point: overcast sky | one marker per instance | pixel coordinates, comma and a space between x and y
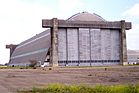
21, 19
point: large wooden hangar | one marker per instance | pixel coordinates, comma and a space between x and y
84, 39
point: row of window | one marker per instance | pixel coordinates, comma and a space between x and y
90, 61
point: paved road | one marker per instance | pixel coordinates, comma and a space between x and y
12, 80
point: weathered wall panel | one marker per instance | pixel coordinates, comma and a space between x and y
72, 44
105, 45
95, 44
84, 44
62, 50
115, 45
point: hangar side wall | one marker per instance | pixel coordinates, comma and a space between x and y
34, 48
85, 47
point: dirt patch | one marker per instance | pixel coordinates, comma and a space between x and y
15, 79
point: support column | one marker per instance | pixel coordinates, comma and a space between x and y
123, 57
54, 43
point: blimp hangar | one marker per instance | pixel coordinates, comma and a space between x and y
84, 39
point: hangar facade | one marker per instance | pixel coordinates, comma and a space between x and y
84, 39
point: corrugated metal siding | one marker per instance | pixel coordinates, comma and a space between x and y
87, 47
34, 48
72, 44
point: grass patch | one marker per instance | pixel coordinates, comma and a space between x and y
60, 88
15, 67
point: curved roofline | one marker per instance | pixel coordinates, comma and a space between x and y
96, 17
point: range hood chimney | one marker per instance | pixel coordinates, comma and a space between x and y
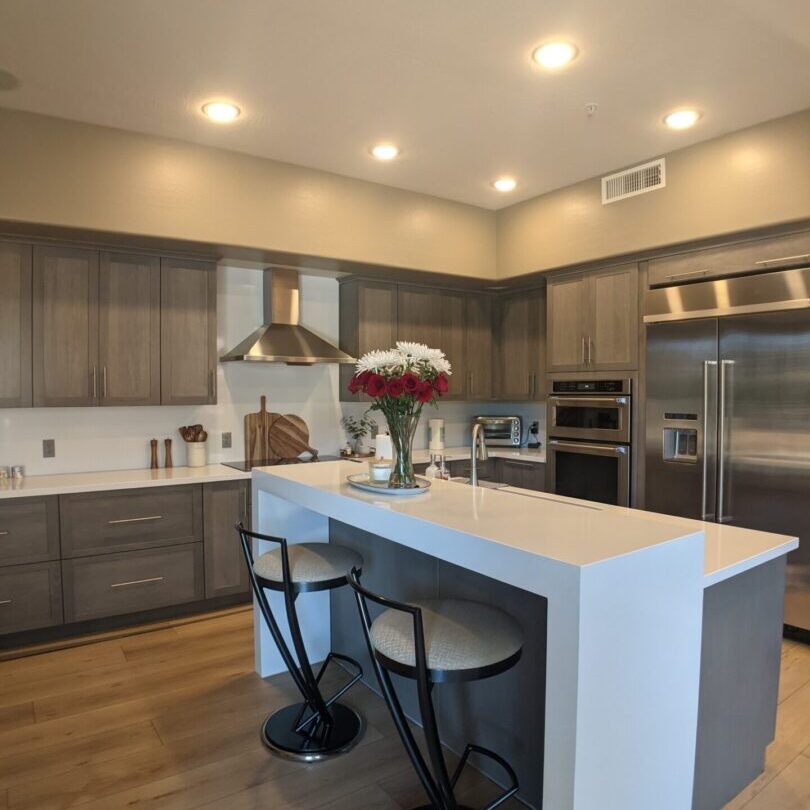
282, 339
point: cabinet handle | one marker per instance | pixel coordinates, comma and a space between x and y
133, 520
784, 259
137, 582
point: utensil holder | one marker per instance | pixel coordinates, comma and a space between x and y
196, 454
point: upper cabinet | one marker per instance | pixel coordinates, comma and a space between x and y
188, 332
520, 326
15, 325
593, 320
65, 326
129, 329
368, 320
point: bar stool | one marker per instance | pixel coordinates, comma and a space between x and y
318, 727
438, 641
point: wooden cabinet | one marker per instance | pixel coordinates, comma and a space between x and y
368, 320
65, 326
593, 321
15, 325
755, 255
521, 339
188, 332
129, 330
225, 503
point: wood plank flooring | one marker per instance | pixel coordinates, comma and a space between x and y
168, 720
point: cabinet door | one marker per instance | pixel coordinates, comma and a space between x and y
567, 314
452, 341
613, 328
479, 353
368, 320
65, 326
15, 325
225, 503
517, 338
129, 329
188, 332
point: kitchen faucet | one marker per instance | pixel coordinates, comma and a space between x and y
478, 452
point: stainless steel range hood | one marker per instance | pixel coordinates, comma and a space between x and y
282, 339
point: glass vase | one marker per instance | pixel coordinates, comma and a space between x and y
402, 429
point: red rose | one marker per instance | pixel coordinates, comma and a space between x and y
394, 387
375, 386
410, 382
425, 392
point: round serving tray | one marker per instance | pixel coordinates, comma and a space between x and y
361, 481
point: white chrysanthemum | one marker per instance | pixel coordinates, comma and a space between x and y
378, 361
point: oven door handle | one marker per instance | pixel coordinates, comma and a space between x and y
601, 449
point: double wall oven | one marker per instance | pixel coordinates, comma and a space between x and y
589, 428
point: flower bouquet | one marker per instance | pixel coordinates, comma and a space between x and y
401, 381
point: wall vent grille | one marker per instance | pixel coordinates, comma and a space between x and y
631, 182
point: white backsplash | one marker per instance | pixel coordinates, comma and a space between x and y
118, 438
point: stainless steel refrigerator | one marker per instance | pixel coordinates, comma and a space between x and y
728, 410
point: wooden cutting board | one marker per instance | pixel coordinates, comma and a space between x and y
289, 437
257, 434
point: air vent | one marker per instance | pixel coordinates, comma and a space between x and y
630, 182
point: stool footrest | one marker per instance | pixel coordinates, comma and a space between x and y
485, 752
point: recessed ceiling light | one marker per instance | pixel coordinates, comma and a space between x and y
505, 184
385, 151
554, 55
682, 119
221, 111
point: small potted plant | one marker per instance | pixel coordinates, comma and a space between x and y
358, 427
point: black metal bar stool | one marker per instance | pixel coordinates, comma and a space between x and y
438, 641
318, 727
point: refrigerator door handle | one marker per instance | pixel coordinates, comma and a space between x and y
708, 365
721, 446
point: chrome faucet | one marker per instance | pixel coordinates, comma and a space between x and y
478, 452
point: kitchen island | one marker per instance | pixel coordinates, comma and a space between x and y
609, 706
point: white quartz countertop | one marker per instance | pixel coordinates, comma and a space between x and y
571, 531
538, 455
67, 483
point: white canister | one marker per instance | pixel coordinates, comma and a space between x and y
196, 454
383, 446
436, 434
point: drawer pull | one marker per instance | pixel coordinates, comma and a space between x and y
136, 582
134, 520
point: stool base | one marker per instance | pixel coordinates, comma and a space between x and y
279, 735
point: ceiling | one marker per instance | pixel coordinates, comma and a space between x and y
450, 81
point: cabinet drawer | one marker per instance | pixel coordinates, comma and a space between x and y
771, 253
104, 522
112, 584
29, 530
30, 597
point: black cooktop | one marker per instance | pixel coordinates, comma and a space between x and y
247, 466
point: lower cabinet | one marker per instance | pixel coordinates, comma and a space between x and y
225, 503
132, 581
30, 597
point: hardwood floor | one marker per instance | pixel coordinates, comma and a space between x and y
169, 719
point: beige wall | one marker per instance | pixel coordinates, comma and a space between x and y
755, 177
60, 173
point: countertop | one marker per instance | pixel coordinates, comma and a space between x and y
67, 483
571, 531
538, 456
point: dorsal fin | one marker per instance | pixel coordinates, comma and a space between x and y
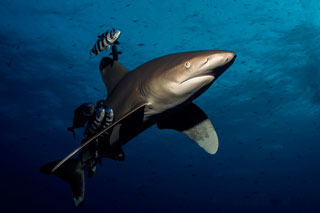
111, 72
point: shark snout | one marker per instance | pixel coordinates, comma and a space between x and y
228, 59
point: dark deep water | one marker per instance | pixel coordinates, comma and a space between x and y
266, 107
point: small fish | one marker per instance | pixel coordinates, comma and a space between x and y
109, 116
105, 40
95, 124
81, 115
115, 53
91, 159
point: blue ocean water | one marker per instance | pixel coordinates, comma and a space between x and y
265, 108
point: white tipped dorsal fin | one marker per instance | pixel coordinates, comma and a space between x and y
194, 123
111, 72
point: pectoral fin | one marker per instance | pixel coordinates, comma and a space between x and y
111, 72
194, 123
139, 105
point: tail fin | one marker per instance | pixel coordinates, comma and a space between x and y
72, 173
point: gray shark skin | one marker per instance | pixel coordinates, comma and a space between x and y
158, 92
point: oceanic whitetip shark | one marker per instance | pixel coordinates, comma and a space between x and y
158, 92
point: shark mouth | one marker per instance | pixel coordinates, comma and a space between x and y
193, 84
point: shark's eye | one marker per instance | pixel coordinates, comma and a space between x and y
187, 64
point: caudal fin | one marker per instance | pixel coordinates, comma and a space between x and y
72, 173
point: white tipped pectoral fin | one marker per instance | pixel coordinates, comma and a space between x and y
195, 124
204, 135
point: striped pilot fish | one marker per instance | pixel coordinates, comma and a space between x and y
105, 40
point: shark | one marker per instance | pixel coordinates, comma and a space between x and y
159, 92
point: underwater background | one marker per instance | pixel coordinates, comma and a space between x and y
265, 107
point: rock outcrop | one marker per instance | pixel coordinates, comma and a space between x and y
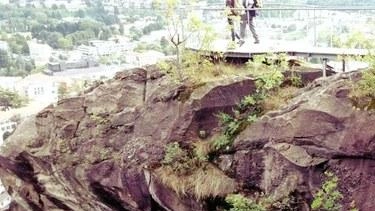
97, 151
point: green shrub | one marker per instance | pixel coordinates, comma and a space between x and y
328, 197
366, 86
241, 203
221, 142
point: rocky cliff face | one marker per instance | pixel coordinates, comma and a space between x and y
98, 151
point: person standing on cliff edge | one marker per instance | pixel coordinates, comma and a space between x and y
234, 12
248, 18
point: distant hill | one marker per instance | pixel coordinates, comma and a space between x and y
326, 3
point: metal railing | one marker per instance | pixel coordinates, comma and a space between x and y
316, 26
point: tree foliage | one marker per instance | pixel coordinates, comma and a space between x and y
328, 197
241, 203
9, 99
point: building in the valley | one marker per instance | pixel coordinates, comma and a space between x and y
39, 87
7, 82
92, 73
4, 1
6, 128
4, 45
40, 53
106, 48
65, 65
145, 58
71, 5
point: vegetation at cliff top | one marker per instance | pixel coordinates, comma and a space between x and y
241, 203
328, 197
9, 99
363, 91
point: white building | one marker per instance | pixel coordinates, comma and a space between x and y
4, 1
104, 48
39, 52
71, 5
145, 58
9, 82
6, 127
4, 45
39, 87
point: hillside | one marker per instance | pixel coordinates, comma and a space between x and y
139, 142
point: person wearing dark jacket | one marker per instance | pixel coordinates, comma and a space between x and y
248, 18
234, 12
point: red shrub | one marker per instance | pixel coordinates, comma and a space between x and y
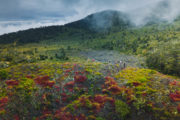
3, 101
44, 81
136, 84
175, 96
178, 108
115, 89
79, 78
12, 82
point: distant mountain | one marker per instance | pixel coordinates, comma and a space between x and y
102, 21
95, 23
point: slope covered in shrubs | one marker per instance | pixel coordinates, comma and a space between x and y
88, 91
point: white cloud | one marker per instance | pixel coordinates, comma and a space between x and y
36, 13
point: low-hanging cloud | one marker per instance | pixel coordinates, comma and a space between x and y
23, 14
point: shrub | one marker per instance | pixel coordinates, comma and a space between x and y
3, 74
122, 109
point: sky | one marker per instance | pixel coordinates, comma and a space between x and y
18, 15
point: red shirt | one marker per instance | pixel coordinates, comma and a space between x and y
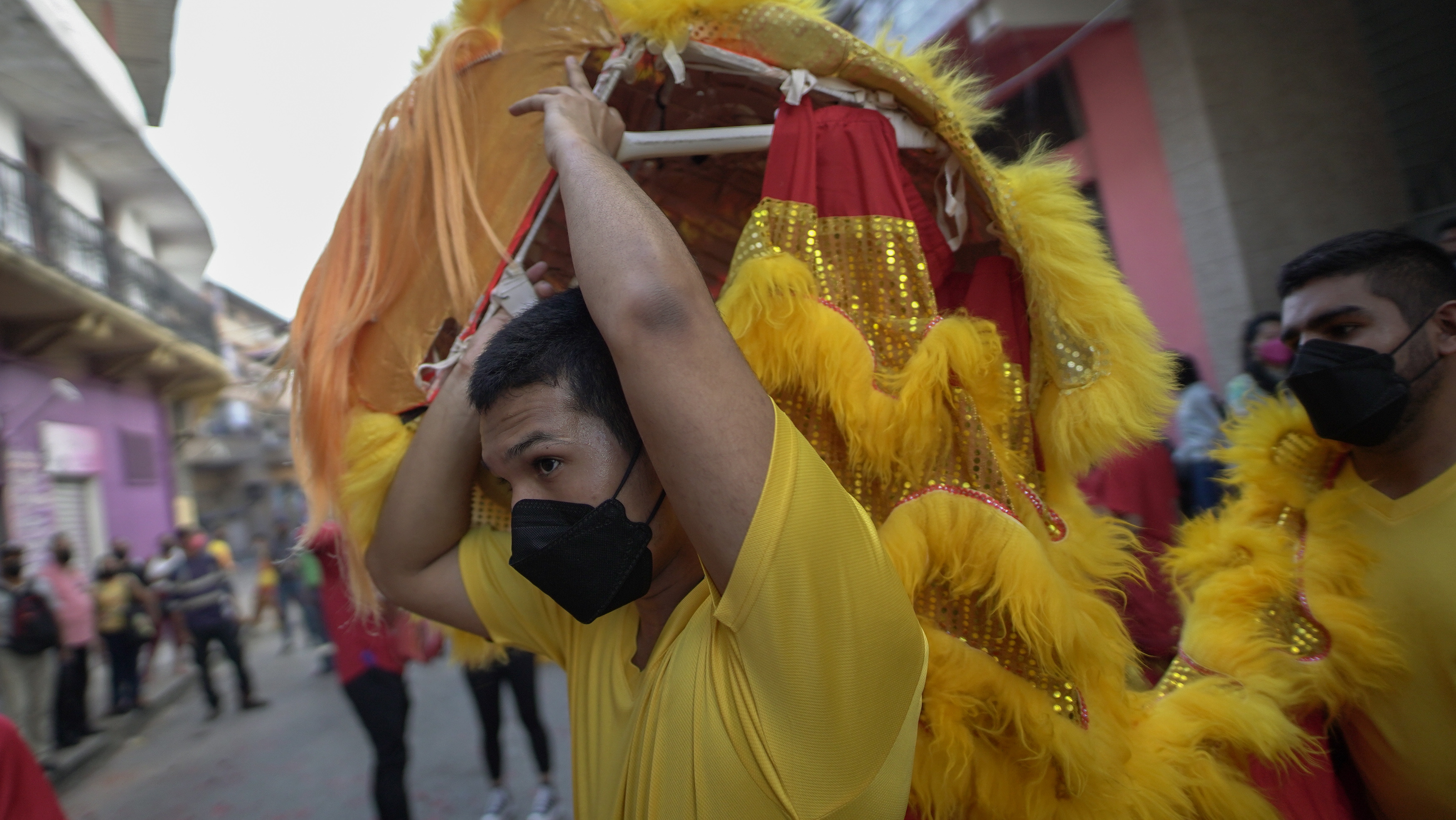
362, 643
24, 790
- - - -
* AIM OF THE EXERCISE *
Retype, without any picture, exactly the lines from the one with "point: distant hill" through the end of the entries, inclusive.

* EXPECTED ANSWER *
point: distant hill | one marker per instance | pixel coordinates, comma and a space between x and y
326, 3
point: metal railing | one marker per instance | pixel coordinates, comma and a space between x and y
316, 26
point: tree foliage | one marker per instance | pixel coordinates, comma and a space between x and y
328, 197
241, 203
9, 99
point: building in the valley | one marker per instance | pixel coordinates, comma and a space between x and y
39, 87
7, 82
92, 73
4, 1
6, 128
4, 45
40, 53
106, 48
65, 65
145, 58
71, 5
point: vegetation at cliff top | one marker per instance | pixel coordinates, comma and a space between x and y
241, 203
328, 197
9, 99
363, 91
point: white building | one marker per instance | pixel coordinates, comma and a space between x and y
4, 1
104, 48
39, 52
71, 5
145, 58
9, 82
6, 127
4, 45
39, 87
point: hillside | one marker per instance | pixel coordinates, comma and a space between x and y
139, 142
point: person wearing dark jacket | one marker per instance | pixel coordinates, comma and a space between x and y
248, 18
234, 12
point: red shrub | one marker per instance | pixel coordinates, comma and a space between x and y
3, 101
44, 81
136, 84
175, 96
178, 108
115, 89
79, 78
12, 82
point: distant mountain | one marker per instance | pixel coordinates, comma and a space between x and y
102, 21
95, 23
point: slope covered in shrubs | one marker per instance | pixel coordinates, comma and a space between x and y
88, 91
point: white cloud | one marker per instance | pixel coordinates, comma and a space between x and y
36, 13
point: low-hanging cloud | one marker per instance | pixel coordinates, comma and a space between x and y
23, 14
point: shrub | one marker per instance | pixel coordinates, comma and a space between x and y
3, 74
122, 109
point: sky | one marker per instance | pixel coordinates, comma and a space between x and y
18, 15
point: red shirt | one marker per instance | pixel coordinates, comma and a space between x and y
362, 643
24, 790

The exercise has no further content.